DATA TO USE below:
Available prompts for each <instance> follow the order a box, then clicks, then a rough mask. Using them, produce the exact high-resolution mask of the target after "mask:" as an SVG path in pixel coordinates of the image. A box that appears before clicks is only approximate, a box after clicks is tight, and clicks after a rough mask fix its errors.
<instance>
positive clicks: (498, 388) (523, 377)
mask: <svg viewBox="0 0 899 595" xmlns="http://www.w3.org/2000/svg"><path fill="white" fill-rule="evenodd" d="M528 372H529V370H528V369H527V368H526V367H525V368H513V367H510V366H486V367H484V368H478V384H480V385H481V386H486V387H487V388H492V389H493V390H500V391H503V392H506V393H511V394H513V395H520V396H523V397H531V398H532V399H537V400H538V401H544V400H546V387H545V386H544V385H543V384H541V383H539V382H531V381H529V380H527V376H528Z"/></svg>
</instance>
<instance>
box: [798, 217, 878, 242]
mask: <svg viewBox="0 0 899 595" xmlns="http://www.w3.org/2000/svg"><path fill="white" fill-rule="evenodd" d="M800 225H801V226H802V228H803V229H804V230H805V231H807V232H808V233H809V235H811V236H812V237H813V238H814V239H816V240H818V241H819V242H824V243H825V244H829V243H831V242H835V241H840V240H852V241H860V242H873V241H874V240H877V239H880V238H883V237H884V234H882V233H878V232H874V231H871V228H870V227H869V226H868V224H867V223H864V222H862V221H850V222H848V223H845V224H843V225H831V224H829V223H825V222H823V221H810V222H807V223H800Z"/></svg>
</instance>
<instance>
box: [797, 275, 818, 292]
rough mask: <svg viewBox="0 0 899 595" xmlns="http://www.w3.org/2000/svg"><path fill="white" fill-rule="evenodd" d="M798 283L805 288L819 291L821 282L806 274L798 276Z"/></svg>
End of DATA TO USE.
**REQUIRED WORK:**
Give the lines above as a Markdown table with the columns Row and Line text. Number each row and skip any blank lines.

**TASK RESPONSE:**
| Row | Line text |
|---|---|
| 1 | Available prompts for each <instance> follow the order a box, then clicks, then a rough mask. Using them, produce the exact high-resolution mask of the target after "mask:" as an SVG path in pixel coordinates of the image. A box that appears before clicks is only approximate, a box after clicks is tight, and clicks after a rough mask fix its errors. |
| 2 | <instance> |
| 3 | positive clicks: (498, 388) (523, 377) |
| 4 | mask: <svg viewBox="0 0 899 595" xmlns="http://www.w3.org/2000/svg"><path fill="white" fill-rule="evenodd" d="M528 372H529V370H528V369H527V368H526V367H525V368H513V367H510V366H486V367H484V368H478V384H480V385H481V386H486V387H487V388H492V389H493V390H500V391H503V392H506V393H511V394H513V395H520V396H523V397H531V398H532V399H537V400H538V401H544V400H546V387H545V386H544V385H543V384H541V383H539V382H531V381H529V380H527V376H528Z"/></svg> |
| 5 | </instance> |
| 6 | <instance> |
| 7 | box: [798, 217, 878, 242] |
| 8 | mask: <svg viewBox="0 0 899 595" xmlns="http://www.w3.org/2000/svg"><path fill="white" fill-rule="evenodd" d="M800 225H801V226H802V228H803V229H804V230H805V231H807V232H808V233H809V235H811V236H812V237H813V238H814V239H816V240H818V241H819V242H824V243H825V244H829V243H831V242H835V241H840V240H852V241H860V242H873V241H874V240H877V239H880V238H883V237H884V234H882V233H878V232H874V231H871V228H870V227H869V226H868V224H867V223H864V222H862V221H850V222H848V223H845V224H843V225H831V224H829V223H825V222H823V221H810V222H807V223H800Z"/></svg> |
| 9 | </instance> |
| 10 | <instance> |
| 11 | box: [797, 275, 818, 292] |
| 12 | rough mask: <svg viewBox="0 0 899 595" xmlns="http://www.w3.org/2000/svg"><path fill="white" fill-rule="evenodd" d="M798 283L805 288L819 291L821 282L806 274L798 276Z"/></svg> |